Verilen Metin:
=-=-=-=-=
Öğretmenler Günü münasebetiyle emekli olduğum okula dâvet ettiler. Gittim. Tebessüm güzel şey...
Herkes gülüyor.
Okulsuzluğumun bu üçüncü yılı... Beni tanıyan yüzler azalmış; yabancı yüzler gelmiş konmuş. Dostun eskisi eşyanın yenisi ya... İnsan yeni eşya ile tanış olurken eski dostlara daha bi’ sıkı sarılıyor. Hatta insan eskimiş eşyalarından kolay ayrılamazken nerde kaldı ki eski dostlarından ayrıla!
Yok be! Zaman öyle bir savuruyor ki...
Yok, yok; belki de o duruyor; biz savuruyoruz; elimizdeki, gözlerimizdeki zamanları.
Zavallı zaman ne yapsın! Adı Çarşamba mı adı Cuma mı sabah mı gece mi sonbahar mı...
Nasıl bir şey ki bu zaman, üzerine felsefeden, şiire; matematikten fiziğe; sorular, mısralar, formüller yapıştırılır!
Sanki durmuştu bugün burada zaman. Eski zamanlar yeniden okşansın diye çağırdılardı beni. Bu dünkü yüzlerden burada olanlarla “bildik” muhabbetler:
“Aaa hiç değişmemişsiniz!
İyi gördük sizi!
Siz de öylesiniz; bak gençleşmişsiniz!
Kolay değil emekliliğe alışmışken birden tekrar o eski resmî zamanlara bürünmek...
Ne zamandır giymediğim pantolanlara, ceketlere kayıyor gözüm.
Şunu mu giysem, kıravat taksam mı, fular mı sarkıtsam...
Yakasız beyaz gömleğimi tercih ediyorum. Kırmızı kravattan vazgeçtiğimin fotoğrafı bu...
Sırada ceket seçimi var.
Memleketimi bir arkadaşımla Kayseri ziyaretimizde babamın dükkânına uğramıştık da... hemen çıkıyoruz, dedi. Meğer bize üst baş alacakmış.
Arkadaşım Sırrı Bey hık mık etti. İhtiyacım yok, dedi. Teşekkür etti. İkna etmeye çalışıyorum; utanıyor. Babam ısrar ediyor da Sırrı Bey: “Minnet Hüda’ya devlet-i dünya fena bulur;/Baki kalır sahife-i âlemde adımız.” beytini elbise gibi giyindiğinden bu yeni pantolan-ceketi kabul etme taraftarı değil... Değil, ama böyle durumlarda ben de az ısrarcı olmam. Üstelik hayatımda belki de son bir fırsat bu! Babam bana üst baş alacak. Bu, keyfi yerinde demektir.
=-=-=-=-=
Gösterilen Bilgiler:
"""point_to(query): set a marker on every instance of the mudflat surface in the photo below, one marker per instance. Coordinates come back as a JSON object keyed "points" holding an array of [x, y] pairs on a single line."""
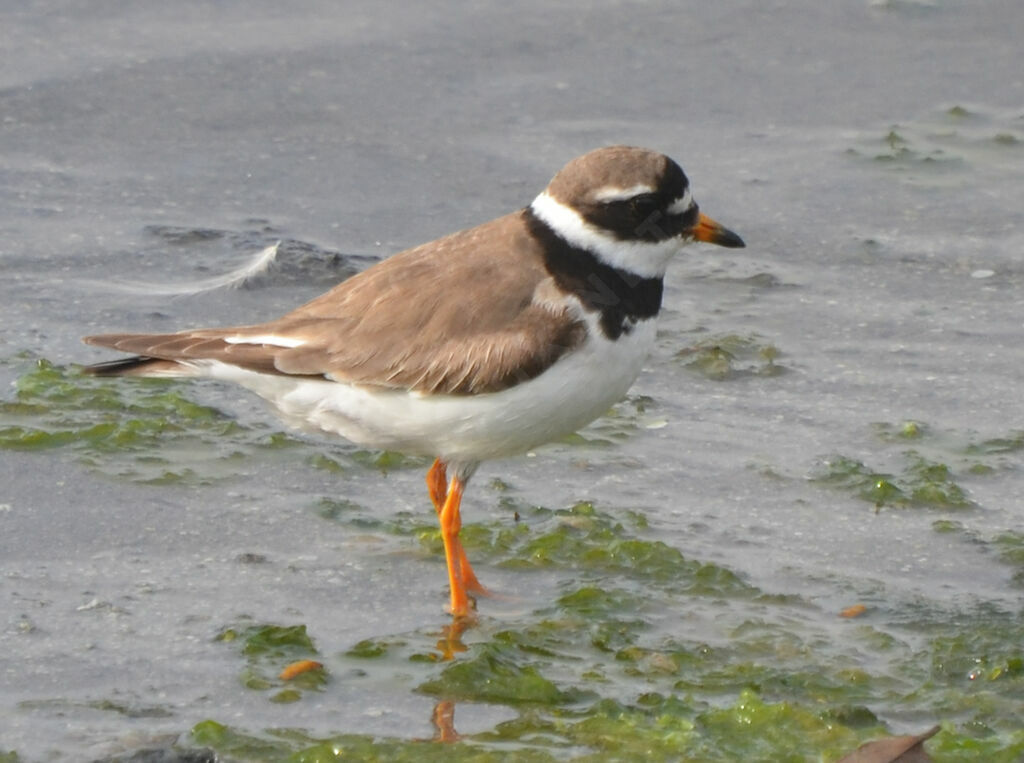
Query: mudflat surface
{"points": [[833, 416]]}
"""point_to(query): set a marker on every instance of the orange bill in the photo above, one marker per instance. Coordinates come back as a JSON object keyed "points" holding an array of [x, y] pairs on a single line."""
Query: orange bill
{"points": [[709, 230]]}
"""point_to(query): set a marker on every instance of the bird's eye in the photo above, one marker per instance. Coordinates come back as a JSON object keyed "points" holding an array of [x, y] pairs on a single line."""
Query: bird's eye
{"points": [[643, 205]]}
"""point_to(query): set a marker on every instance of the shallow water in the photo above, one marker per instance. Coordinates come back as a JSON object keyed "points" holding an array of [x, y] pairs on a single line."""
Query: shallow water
{"points": [[833, 416]]}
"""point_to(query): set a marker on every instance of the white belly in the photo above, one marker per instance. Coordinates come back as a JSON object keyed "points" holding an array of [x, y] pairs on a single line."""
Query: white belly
{"points": [[579, 388]]}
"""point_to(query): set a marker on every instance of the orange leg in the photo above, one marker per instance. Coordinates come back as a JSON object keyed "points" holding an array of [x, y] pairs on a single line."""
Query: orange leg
{"points": [[437, 486], [451, 521]]}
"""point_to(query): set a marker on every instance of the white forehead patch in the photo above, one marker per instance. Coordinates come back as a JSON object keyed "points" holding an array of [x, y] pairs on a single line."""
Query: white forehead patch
{"points": [[682, 204], [615, 194], [644, 258]]}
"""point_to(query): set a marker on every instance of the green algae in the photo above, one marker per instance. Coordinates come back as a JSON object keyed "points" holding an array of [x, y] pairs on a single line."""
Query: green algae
{"points": [[146, 430], [268, 649], [592, 676], [731, 356], [941, 147], [920, 483]]}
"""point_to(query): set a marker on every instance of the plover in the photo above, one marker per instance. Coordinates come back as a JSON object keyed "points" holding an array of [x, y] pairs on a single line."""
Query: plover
{"points": [[482, 344]]}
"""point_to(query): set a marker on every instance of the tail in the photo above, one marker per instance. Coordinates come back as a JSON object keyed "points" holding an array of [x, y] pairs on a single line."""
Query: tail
{"points": [[137, 366]]}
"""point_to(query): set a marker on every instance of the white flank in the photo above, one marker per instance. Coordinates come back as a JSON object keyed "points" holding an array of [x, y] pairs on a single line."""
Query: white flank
{"points": [[273, 341], [615, 194], [461, 429], [644, 258]]}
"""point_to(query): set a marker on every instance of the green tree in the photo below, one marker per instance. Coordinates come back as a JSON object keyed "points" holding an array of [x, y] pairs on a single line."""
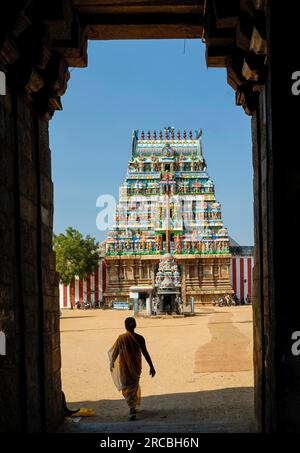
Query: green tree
{"points": [[75, 255]]}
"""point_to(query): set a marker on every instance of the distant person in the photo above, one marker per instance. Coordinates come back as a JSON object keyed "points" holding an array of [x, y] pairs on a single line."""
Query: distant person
{"points": [[126, 365]]}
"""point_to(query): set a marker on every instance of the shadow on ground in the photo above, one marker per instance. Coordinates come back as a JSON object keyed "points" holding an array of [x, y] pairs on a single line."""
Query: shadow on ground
{"points": [[224, 410]]}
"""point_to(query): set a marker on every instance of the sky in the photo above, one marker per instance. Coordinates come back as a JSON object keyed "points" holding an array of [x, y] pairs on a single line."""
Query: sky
{"points": [[146, 84]]}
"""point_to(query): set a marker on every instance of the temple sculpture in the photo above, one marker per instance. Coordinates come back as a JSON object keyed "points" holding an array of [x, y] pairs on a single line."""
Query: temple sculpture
{"points": [[167, 244]]}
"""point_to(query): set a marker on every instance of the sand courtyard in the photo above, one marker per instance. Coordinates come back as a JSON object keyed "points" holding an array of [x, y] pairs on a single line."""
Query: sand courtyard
{"points": [[203, 363]]}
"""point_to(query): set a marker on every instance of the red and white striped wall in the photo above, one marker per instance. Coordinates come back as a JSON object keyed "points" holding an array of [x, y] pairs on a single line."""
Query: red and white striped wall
{"points": [[91, 289], [241, 274]]}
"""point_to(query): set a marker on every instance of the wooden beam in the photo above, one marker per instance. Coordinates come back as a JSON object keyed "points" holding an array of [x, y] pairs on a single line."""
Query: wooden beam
{"points": [[150, 26], [244, 31], [226, 13], [258, 43], [216, 57]]}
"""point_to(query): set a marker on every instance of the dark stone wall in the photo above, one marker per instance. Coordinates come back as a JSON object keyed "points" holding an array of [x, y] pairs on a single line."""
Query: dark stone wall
{"points": [[30, 395]]}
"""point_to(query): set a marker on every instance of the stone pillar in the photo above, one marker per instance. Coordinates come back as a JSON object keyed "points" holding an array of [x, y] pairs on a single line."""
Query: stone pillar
{"points": [[30, 372]]}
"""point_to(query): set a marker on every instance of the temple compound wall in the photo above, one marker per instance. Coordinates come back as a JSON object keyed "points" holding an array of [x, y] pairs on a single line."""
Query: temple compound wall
{"points": [[202, 278]]}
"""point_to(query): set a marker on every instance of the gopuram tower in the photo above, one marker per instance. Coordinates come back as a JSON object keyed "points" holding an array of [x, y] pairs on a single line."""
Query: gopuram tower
{"points": [[167, 249]]}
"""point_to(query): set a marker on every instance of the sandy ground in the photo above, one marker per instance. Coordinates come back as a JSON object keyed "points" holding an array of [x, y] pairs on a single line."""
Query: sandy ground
{"points": [[203, 364]]}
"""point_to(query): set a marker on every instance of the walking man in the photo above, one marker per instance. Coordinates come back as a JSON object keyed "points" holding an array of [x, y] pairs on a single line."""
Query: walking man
{"points": [[126, 365]]}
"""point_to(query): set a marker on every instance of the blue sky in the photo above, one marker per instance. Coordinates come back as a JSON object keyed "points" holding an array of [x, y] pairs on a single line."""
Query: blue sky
{"points": [[146, 85]]}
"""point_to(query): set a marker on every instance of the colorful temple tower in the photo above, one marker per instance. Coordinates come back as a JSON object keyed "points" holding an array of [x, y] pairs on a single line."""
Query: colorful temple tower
{"points": [[167, 220]]}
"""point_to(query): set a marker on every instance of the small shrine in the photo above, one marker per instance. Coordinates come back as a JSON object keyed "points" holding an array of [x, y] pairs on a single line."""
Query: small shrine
{"points": [[168, 285], [168, 226]]}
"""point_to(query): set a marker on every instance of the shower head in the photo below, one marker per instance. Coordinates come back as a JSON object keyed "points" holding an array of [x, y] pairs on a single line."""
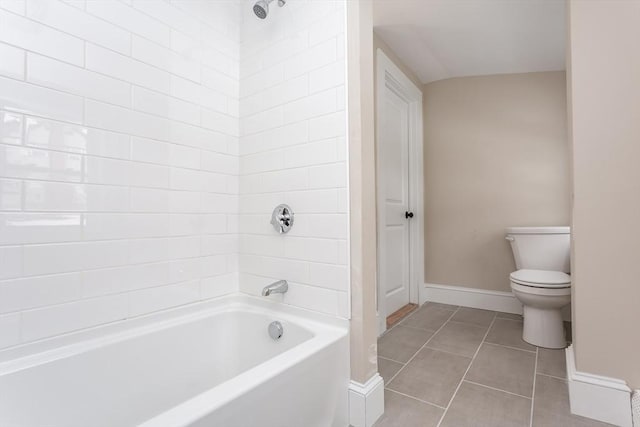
=-=-=-=-=
Belirtilen Hedef 1:
Öğretmenler Günü yazısını “Herkes gülüyor.” sözlerinin geçtiği yerden başlatıp “bir savuruyor ki...” sözlerinden sonra bitirerek yeniden yazın ve “yabancı” ifadesini “yeni” ile değiştirin.
Belirtilen Hedef 2:
Lütfen Öğretmenler Günü yazısını son cümlesinin ardından sürdürün.
Kayıtların bu işle bir ilgisi yok.

Yazılı Yanıt 1:
Herkes gülüyor.
Okulsuzluğumun bu üçüncü yılı... Beni tanıyan yüzler azalmış; yeni yüzler gelmiş konmuş. Dostun eskisi eşyanın yenisi ya... İnsan yeni eşya ile tanış olurken eski dostlara daha bi’ sıkı sarılıyor. Hatta insan eskimiş eşyalarından kolay ayrılamazken nerde kaldı ki eski dostlarından ayrıla!
Yok be! Zaman öyle bir savuruyor ki...

Yazılı Yanıt 2:
Dur hele! Bir seferinde yine böyle bir saadet yaşamıştım. Öğretmenliğe yeni başladığımda haydi gidelim, sana bir şeyler alalım, demişti; gitmiştik. Oydu buydu derken elimizde paketler kasaya gelmiştik. Babam demez mi ki: “Ali bunları maaşını aldıkça ay ay ödeyecek. Bu hikâyeyi “CAM” isimli “son edebi” topluluk şiirimde anlattı idim. CAM nedir, diyeceksiniz:
Cemil (Ertonga)
Ali (Hakkoymaz)
Mustafa (Polat) edebî topluluğu...
(Mustafa ahiret yurdunda... Cemil ve fakir (Ali) 2019 Kasım’ı itibariyle bu âlemdeyiz.)
Yıllar sonra böyle benzer (dejavu) bir şeyi yaşıyor olmak bir başka tecelli, teselli olsa gerek... Sonunda Sırrı Bey teslim oldu; eh dedi. Olanların, olacakların şaşkınıydı.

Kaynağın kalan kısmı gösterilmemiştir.